**WHAT TO WORK ON**: Rewrite the records below as a JSON list of strings, one string per line and blank lines omitted, starting at the line that contains "Where can you see the dirt shoulder?" and ending with the line that contains "<point>636,369</point>".
- - - - - - -
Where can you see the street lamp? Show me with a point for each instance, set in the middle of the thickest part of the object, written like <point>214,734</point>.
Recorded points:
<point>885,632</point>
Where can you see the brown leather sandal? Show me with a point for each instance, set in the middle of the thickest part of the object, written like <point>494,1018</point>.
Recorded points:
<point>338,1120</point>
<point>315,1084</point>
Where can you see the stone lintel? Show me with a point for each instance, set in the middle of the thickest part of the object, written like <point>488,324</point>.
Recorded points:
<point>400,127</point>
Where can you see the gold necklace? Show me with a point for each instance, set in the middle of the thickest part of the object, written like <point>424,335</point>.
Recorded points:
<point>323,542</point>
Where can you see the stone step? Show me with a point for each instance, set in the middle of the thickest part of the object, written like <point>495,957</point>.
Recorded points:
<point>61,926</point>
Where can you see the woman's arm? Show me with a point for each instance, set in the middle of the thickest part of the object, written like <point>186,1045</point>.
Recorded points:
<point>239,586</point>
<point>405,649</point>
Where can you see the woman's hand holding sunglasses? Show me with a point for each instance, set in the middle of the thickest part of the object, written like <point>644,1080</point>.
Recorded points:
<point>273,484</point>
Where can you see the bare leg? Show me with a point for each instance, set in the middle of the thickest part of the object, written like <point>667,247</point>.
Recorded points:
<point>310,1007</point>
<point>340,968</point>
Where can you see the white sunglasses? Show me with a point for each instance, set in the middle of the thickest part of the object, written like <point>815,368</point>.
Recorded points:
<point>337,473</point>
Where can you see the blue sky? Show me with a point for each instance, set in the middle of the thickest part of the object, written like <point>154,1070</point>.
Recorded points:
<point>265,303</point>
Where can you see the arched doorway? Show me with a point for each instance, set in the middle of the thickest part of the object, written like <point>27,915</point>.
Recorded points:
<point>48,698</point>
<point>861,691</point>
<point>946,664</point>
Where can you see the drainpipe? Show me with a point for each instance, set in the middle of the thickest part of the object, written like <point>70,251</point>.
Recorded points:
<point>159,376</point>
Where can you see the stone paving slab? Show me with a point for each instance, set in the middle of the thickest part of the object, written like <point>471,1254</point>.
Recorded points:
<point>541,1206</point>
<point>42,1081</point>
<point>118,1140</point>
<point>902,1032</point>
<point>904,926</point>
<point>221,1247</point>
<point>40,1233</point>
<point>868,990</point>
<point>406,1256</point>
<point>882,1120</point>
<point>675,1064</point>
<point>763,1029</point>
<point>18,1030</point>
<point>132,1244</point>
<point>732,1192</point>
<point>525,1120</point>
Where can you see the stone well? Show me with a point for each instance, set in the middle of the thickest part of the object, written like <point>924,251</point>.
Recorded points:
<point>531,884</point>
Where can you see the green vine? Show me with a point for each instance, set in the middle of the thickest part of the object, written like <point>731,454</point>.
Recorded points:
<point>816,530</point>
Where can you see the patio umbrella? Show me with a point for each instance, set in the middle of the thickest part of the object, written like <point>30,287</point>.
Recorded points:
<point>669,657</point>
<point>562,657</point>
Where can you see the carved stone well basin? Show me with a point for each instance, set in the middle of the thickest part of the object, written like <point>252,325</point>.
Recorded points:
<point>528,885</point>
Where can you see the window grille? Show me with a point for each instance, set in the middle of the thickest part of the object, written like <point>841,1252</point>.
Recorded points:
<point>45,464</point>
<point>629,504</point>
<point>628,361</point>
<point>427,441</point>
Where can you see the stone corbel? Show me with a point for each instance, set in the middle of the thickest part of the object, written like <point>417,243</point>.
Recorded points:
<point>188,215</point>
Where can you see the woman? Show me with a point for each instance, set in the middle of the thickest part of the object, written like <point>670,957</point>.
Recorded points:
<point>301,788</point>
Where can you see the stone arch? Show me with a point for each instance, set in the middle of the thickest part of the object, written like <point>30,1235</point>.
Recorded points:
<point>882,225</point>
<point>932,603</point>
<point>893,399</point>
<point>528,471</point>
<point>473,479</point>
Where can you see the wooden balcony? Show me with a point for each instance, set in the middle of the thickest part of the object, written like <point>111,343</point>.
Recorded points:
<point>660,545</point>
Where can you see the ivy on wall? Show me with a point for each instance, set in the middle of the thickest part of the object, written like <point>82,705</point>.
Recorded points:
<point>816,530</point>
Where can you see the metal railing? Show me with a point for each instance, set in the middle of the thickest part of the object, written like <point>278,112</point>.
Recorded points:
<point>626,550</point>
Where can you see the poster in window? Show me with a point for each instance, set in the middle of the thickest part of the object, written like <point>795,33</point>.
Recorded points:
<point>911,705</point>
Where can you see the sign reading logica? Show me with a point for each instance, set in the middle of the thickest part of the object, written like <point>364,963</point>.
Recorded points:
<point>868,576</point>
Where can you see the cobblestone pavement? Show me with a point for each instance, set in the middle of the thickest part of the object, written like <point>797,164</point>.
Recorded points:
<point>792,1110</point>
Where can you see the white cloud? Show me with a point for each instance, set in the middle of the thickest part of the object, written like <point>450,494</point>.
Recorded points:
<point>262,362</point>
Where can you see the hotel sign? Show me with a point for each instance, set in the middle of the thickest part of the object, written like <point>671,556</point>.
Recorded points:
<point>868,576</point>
- - - - - - -
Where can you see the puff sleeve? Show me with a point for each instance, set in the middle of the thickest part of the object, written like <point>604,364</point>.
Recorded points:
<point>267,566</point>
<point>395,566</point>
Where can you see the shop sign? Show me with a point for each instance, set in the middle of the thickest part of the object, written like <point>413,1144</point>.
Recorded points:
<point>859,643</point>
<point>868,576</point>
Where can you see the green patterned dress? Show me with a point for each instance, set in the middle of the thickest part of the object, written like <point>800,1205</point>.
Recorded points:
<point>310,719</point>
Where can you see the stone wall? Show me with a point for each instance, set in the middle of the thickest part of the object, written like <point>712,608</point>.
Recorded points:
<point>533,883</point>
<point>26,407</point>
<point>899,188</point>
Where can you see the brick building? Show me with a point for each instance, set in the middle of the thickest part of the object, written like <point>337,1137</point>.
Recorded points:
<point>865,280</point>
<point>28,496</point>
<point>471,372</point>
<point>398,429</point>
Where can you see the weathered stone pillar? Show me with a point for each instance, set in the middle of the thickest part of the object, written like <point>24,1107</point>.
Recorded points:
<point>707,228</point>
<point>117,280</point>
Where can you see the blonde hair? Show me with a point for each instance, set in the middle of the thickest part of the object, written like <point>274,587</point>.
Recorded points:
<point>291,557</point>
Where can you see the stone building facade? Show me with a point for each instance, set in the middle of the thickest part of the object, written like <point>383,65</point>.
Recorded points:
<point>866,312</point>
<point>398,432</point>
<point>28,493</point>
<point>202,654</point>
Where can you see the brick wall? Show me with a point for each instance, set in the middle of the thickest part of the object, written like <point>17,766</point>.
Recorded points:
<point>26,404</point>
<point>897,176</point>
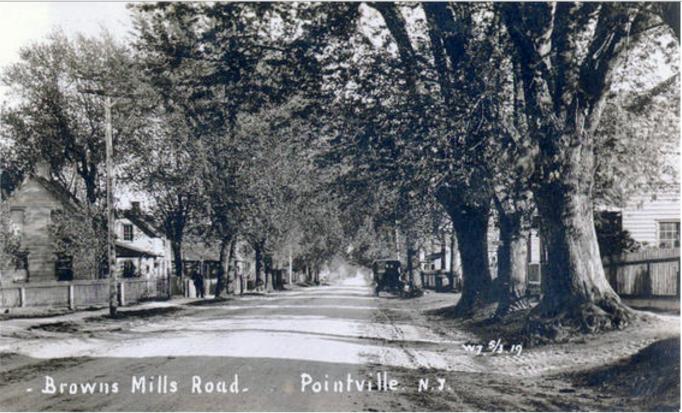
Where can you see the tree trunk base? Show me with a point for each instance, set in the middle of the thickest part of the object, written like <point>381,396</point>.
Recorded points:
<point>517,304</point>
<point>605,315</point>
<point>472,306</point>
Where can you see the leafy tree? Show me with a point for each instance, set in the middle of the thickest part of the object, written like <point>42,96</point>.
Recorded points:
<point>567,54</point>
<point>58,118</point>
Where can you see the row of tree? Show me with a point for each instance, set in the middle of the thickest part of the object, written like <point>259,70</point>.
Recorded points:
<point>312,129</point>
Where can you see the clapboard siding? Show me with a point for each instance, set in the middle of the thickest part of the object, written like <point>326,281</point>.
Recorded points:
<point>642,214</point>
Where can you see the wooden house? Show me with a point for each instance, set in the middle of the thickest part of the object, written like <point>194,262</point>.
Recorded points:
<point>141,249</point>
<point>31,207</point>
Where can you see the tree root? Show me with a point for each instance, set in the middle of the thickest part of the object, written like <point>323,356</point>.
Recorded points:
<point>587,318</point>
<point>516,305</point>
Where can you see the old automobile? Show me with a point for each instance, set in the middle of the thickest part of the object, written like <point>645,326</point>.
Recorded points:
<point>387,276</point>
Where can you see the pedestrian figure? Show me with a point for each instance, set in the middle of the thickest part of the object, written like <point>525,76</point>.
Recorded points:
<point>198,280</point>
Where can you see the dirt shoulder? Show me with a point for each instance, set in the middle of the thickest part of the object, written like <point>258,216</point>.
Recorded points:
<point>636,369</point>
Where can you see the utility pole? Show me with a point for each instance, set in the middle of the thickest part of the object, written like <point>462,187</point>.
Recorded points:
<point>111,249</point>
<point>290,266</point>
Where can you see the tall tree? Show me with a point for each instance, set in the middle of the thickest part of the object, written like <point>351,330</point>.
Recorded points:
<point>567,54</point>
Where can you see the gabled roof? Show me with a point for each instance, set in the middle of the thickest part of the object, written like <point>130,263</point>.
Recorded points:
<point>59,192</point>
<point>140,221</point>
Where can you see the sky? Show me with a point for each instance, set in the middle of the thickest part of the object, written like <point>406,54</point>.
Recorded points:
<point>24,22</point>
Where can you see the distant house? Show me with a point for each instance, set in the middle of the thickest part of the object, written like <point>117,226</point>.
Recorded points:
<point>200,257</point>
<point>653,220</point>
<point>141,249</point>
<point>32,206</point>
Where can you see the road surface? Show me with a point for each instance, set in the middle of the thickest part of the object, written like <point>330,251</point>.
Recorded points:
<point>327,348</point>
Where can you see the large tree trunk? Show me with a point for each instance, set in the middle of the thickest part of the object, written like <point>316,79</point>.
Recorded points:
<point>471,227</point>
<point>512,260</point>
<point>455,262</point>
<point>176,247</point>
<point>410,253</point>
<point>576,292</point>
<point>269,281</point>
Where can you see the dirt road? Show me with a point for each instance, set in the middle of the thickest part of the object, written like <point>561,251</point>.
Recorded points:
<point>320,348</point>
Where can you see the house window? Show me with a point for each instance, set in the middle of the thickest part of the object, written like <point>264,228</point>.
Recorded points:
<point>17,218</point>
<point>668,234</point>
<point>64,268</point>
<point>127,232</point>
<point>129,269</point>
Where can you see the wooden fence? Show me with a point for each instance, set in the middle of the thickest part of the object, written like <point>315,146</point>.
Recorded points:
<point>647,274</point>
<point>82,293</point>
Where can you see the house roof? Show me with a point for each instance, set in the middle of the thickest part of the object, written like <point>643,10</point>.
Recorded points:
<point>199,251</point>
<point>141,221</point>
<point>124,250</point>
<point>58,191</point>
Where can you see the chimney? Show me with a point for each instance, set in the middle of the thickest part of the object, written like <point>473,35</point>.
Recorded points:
- - - - - - -
**THE SOLUTION**:
[
  "Where can you see the dirt shoulder? Show me with a point for each instance, set in the middle of the thickest part of the object, written like <point>258,216</point>.",
  "Recorded points:",
  "<point>636,369</point>"
]